GIVEN REQUEST:
Copy every line below, requests included, and scale each pixel coordinate in the answers by 1.45, rounding to the nearest whole number with halves going up. Leave the pictures out.

DATA RECORDS:

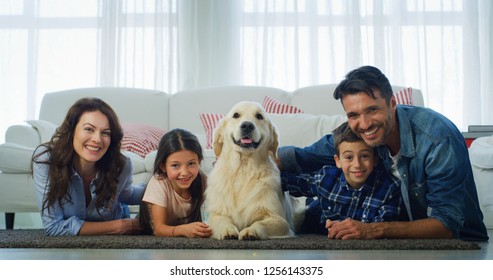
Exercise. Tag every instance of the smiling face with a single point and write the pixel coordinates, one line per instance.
(92, 137)
(356, 159)
(246, 128)
(372, 119)
(181, 168)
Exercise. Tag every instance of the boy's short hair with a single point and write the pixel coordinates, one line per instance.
(343, 133)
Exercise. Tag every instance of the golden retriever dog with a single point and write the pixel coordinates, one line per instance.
(244, 199)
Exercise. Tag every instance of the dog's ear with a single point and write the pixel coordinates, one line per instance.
(218, 142)
(274, 139)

FINAL ANSWER:
Exercise. Tag every instance of the smiling face with a single point and write the pixel coordinates, one line per instance.
(133, 199)
(516, 231)
(357, 186)
(539, 173)
(262, 244)
Exercise. Tag every instance of the boy's short hair with a single point and write the pixel coordinates, one line per instance.
(497, 193)
Exercise. Tag every instance of the golden retriever dog with a single point and write the pixel coordinates, one line per instance.
(354, 289)
Exercise. Tag every instance of the dog's ear with a single point and write the pixel coordinates, one line per instance.
(316, 206)
(397, 202)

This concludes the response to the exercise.